**READING TEXT**:
════════════════
The Centers for Disease Control and Prevention states that adults aged 65 and older should aim to achieve at least 150 minutes of moderate-intensity aerobic activity or 75 minutes of vigorous-intensity activity each week. This is in addition to at least 2 or more days of muscle-strengthening exercise per week. However, many individuals in this age group don’t fulfill the recommendations. The good news is that even small amounts of physical activity can be beneficial.
A study presented at the EuroPRevent 2016 meeting—a congress in preventive cardiology, hosted by the European Association for Cardiovascular Prevention & Rehabilitation—suggested that just 15 minutes of daily exercise can yield a positive response. The researchers, from the University Hospital of Saint-Etienne in Saint-Etienne, France, based their conclusion on data from two studies, which featured more than 123,000 subjects. The Saint-Etienne researchers looked at weekly physical activity records and death rates, and found that as activity levels increased, death rates declined. Subjects classified as highly active—achieving at least 1,000 metabolic equivalent of task (MET) minutes per week—had a 35% lower risk of death during the study. However, subjects at the lower end of the activity spectrum—who exercised for just 15 minutes per day—still saw their risk decrease by 22%.
════════════════
**PROBLEMS AND TASKS**:
(a) Translate this sentence from the text on exercise for older adults into Spanish: "The good news is that even small amounts of physical activity can be beneficial."
(b) Continue the text on exercise for older adults from the point where it ends.
════════════════
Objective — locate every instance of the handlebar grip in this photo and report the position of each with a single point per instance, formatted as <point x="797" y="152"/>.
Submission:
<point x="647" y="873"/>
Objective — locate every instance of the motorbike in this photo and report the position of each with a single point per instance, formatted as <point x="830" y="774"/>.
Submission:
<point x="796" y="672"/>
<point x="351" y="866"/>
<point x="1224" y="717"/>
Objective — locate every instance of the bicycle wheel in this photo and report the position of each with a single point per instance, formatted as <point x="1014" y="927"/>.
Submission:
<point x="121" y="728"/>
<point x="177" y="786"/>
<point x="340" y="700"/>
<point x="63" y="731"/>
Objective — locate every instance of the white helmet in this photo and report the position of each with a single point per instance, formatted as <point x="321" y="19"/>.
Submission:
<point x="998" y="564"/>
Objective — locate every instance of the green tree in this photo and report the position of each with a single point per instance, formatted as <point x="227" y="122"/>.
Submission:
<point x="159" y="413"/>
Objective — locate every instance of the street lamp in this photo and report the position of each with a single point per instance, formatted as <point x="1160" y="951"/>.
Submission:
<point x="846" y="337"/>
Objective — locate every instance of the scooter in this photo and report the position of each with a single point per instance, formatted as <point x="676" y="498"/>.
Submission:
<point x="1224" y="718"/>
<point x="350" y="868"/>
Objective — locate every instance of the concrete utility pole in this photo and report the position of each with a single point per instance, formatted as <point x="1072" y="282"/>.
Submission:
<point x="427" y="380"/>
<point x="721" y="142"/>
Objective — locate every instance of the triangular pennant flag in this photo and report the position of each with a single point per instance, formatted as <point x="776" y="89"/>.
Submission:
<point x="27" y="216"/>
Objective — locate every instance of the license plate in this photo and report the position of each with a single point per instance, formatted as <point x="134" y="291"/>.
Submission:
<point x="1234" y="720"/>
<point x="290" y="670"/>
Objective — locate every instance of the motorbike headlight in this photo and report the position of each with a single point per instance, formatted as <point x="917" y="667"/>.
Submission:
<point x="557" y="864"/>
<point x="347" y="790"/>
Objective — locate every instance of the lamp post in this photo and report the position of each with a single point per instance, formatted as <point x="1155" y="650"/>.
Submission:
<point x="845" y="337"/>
════════════════
**RESULTS IN ORDER**:
(a) La buena noticia es que incluso pequeñas cantidades de actividad física pueden ser beneficiosas.

(b)
“These two studies show that the more physical activity older adults do, the greater the health benefit,” explained lead researcher David Hupin, MD, MSc. “The biggest jump in benefit was achieved at the low level of exercise, with the medium and high levels bringing smaller increments of benefit.”
Hupin added that this research might be valuable in motivating this population to exercise more each week, if only in small amounts.
“We think that older adults should progressively increase physical activity in their daily lives rather than dramatically changing their habits to meet recommendations,” he says. “Fifteen minutes a day could be a reasonable target for older adults. Small increases in physical activity may enable some older adults to incorporate more moderate activity and get closer to the recommended 150 minutes per week.”
The study appeared in the British Journal of Sports Medicine (2015; 49 , 1262–67).